(Stored items from a collection)
§ §

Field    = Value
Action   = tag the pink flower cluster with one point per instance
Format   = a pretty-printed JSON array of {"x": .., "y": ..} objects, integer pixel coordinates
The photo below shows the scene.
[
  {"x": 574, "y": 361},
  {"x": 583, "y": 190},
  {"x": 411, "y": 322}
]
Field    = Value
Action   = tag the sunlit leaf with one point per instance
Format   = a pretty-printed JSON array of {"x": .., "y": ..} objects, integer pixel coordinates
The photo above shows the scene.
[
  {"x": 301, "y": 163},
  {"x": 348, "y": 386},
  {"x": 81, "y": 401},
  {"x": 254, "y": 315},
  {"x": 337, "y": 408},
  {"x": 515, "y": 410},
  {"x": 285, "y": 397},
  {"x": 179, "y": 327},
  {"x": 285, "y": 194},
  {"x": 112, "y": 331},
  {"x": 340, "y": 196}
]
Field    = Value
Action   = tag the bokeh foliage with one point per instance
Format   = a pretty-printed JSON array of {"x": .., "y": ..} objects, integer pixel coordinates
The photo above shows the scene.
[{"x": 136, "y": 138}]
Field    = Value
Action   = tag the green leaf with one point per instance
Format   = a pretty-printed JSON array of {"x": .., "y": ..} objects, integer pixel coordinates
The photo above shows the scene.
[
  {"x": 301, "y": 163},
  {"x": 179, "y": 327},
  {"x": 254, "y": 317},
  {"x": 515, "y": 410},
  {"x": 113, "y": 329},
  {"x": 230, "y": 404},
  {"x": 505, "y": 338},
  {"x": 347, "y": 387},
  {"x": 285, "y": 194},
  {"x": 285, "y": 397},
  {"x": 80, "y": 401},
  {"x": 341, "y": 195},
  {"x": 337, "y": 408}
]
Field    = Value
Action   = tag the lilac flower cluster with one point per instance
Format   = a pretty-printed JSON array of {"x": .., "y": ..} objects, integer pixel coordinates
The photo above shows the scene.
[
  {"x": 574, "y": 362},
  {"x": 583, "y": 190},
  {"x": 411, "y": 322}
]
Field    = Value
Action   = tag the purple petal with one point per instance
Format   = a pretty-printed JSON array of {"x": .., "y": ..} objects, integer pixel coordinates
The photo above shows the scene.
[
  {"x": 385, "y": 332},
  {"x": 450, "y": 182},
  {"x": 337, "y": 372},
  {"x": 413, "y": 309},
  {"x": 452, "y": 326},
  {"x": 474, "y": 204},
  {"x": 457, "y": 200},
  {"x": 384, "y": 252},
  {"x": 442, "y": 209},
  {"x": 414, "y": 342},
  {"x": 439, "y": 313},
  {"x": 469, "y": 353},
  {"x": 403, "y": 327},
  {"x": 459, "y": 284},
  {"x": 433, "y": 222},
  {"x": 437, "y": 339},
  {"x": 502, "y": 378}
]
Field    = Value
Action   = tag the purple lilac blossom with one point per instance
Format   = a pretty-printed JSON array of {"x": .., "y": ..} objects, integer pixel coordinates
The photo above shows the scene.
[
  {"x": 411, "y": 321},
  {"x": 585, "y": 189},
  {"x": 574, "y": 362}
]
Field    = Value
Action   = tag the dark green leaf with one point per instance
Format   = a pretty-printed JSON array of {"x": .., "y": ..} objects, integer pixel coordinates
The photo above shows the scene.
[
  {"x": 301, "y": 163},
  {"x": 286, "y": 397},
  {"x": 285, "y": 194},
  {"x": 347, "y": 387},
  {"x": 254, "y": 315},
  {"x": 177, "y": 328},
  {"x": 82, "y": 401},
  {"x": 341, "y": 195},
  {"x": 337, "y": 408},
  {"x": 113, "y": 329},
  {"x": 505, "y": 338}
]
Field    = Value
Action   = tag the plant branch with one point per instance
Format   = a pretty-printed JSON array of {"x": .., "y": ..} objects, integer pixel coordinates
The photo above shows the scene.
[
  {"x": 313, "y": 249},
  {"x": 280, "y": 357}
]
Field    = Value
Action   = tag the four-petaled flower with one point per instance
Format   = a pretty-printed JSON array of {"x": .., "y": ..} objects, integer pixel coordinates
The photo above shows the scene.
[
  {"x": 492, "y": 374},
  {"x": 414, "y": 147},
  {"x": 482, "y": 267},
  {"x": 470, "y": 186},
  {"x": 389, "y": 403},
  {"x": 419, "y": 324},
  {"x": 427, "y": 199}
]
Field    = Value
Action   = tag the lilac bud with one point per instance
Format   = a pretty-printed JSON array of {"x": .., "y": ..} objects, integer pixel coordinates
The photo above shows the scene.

§ §

• WHAT TO WORK ON
An exact repeat of the lines from the one containing "flower with one point per instance" through the final line above, both included, is the whole answer.

• RESULT OF THIS EXERCISE
Action   = tag the four-petaled flower with one point per instance
Format   = a pretty-printed JSON array of {"x": .., "y": ..} objects, integer pixel coordinates
The photo above shows the scene.
[
  {"x": 492, "y": 374},
  {"x": 414, "y": 147},
  {"x": 482, "y": 267},
  {"x": 470, "y": 186},
  {"x": 389, "y": 403},
  {"x": 419, "y": 324},
  {"x": 427, "y": 199}
]
Field    = Value
Action   = tag the lilac bud with one point per instance
Format   = a pretty-printed JSON array of {"x": .., "y": ..} objects, integer pixel coordinates
The photo above shows the scene.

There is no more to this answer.